EXCERPTED TEXT -
-------

Other illustrations contained in the PCT application depict the sonotrode at an angle[25] or a two-pronged sonotrode with the prongs of the sonotrode being curved in such a way as to veer away from one another such as to give greater coverage within the interior of the wine barrel. Where the illustrations depict fluid in the wine barrel, they depict the wine barrel being approximately half filled with liquid.
[25] Exhibit 1, T8/349.
Significantly, there is no mention in this application of the use of a sheath, membrane, or bladder. Nor is reference made to the use of fluids at different temperatures. However, integral to the invention the subject of the application is the use of a shaft shaped sonotrode with a diameter less than the diameter of the bunghole of a wine barrel. Also integral to the invention is the use of an ultrasonic signal to clean the interior of a wine barrel. As described in the application, the cleaning effect is produced as follows:
The ultrasonic cleaning method works by the action of microscopic cavities collapsing and releasing shock waves. The microscopic cavities are formed by sending sound at high frequencies into a body of liquid that is in contact with the surface to be cleaned. In the present example the microscopic cavities form on the interior surface of the wooden staves … of the wine barrel … The shock waves produced by the collapse of the said cavities loosen the wine residue, tartrates and the like. This detritus can then be drained by the use of a pump or by inverting the barrel and allowing the said detritus to drain out through the bunghole …. .[26]
[26] Exhibit 1, T8/343.

-------

RECORD EXTRACTS -
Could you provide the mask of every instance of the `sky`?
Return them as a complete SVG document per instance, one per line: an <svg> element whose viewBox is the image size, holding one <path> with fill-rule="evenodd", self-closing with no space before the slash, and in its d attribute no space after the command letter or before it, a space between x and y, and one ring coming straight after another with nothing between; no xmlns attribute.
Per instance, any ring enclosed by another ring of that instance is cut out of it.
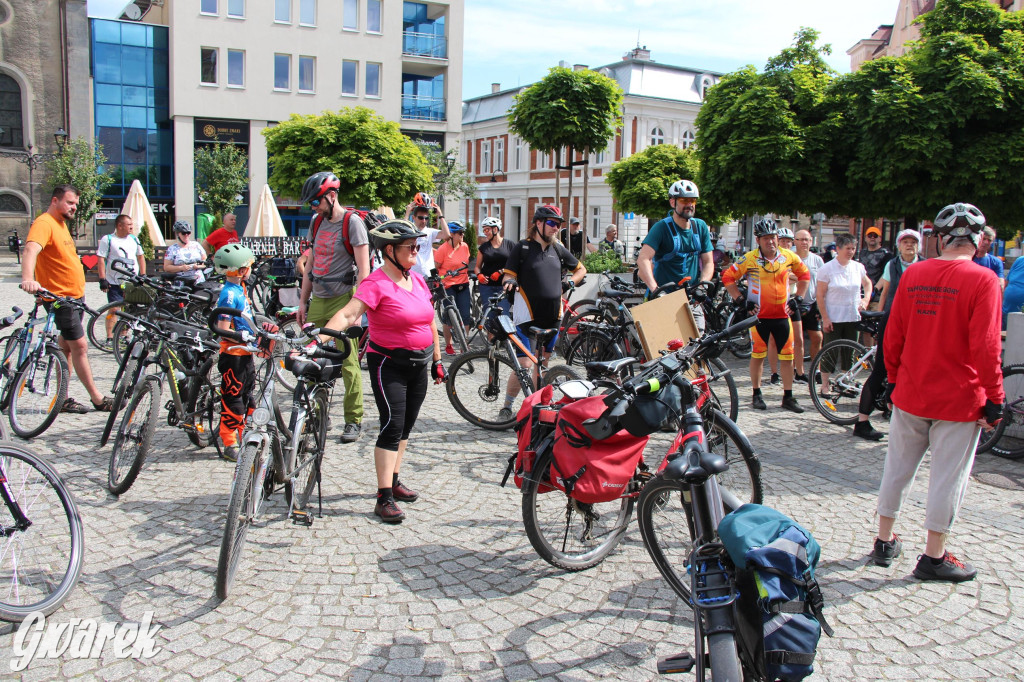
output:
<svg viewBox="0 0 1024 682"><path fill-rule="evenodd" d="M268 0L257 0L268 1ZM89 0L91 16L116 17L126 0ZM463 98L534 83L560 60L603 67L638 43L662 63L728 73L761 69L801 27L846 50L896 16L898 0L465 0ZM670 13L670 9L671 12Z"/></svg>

-------

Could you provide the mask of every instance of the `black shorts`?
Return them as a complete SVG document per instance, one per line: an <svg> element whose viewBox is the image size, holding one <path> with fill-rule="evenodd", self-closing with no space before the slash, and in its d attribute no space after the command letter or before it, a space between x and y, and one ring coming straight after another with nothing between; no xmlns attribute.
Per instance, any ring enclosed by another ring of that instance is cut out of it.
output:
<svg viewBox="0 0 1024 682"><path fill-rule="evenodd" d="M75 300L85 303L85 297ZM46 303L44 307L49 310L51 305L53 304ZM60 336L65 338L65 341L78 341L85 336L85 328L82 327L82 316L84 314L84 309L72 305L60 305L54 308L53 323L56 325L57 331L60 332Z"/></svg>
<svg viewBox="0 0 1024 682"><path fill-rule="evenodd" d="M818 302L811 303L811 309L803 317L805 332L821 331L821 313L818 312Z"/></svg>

-------

TO DO - Rewrite the barrel-cleaning passage starting at "Other illustrations contained" and ending at "Exhibit 1, T8/349.", substituting "probe" for "sonotrode" throughout.

SOLUTION BELOW -
Other illustrations contained in the PCT application depict the probe at an angle[25] or a two-pronged probe with the prongs of the probe being curved in such a way as to veer away from one another such as to give greater coverage within the interior of the wine barrel. Where the illustrations depict fluid in the wine barrel, they depict the wine barrel being approximately half filled with liquid.
[25] Exhibit 1, T8/349.